» **What this task involves**: Look for "loudspeaker" in the listing below. Gather each line that contains it.

----

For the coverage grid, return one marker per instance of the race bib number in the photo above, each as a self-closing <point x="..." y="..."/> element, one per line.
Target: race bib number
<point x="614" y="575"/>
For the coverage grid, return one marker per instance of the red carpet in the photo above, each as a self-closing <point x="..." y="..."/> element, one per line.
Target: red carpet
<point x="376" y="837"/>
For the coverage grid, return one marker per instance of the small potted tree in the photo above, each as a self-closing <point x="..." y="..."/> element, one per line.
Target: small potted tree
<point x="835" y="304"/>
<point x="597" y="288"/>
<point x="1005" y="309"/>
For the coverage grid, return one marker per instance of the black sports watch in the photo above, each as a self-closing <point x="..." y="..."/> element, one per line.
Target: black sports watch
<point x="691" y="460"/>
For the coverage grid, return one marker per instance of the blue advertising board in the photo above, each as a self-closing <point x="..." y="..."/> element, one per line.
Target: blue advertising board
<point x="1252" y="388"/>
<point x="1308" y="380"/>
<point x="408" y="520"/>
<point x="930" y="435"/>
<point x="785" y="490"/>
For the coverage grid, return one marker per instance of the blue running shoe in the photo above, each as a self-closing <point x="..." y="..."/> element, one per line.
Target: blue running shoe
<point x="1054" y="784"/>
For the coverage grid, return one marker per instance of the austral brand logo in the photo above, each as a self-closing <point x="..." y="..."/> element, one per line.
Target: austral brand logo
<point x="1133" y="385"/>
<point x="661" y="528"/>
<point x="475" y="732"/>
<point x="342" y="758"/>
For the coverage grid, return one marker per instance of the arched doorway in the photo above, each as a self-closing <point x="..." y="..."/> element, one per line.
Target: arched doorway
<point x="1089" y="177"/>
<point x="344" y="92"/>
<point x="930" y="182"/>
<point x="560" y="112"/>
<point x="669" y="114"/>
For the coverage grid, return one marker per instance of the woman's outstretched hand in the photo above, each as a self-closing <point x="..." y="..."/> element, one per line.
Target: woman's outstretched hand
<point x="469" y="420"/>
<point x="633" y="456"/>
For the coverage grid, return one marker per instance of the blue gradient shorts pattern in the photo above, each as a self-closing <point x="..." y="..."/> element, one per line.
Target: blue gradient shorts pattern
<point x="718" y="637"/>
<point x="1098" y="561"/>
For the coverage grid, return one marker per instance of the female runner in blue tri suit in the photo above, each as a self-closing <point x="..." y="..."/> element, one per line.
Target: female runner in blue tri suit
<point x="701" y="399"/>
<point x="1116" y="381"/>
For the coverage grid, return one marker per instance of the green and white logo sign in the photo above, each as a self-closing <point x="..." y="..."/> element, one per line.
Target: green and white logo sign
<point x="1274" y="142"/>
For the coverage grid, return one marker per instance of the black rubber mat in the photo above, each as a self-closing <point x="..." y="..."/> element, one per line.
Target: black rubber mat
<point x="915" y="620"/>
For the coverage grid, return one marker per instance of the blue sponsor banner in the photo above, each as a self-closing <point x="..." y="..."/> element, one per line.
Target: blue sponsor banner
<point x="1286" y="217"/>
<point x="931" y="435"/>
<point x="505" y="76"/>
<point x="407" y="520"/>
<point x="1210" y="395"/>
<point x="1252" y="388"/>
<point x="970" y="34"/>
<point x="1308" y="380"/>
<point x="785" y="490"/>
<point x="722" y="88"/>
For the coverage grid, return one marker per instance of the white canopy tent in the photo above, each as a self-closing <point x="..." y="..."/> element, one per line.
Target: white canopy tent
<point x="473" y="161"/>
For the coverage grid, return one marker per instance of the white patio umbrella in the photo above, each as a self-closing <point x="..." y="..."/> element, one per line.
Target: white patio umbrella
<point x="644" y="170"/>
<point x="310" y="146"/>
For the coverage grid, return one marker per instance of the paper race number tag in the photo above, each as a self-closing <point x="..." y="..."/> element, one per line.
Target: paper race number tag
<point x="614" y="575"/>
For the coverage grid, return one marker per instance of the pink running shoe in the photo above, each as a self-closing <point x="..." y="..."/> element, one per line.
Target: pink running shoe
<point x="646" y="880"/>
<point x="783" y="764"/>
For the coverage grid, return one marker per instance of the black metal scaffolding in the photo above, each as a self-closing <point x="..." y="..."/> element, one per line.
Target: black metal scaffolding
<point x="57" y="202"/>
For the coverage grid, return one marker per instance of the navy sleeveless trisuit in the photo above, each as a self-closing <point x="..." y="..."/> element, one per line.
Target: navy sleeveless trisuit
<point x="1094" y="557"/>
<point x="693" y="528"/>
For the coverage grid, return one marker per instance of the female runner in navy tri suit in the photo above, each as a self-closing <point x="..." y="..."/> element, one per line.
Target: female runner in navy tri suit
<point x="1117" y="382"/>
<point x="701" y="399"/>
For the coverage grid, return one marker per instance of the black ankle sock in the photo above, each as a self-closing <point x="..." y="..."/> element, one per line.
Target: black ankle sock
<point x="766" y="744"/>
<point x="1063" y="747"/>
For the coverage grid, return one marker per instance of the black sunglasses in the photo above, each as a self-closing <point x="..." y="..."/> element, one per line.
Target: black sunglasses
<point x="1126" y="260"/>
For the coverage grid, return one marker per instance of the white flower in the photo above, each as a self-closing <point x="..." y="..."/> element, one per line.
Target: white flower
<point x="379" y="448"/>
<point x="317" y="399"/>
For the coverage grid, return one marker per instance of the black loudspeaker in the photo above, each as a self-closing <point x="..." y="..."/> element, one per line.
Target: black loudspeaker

----

» **Solution for this problem**:
For the coverage grid, return one marker per instance of the black loudspeaker in the photo above, each as a self-closing <point x="..." y="..."/> element, one per line.
Target: black loudspeaker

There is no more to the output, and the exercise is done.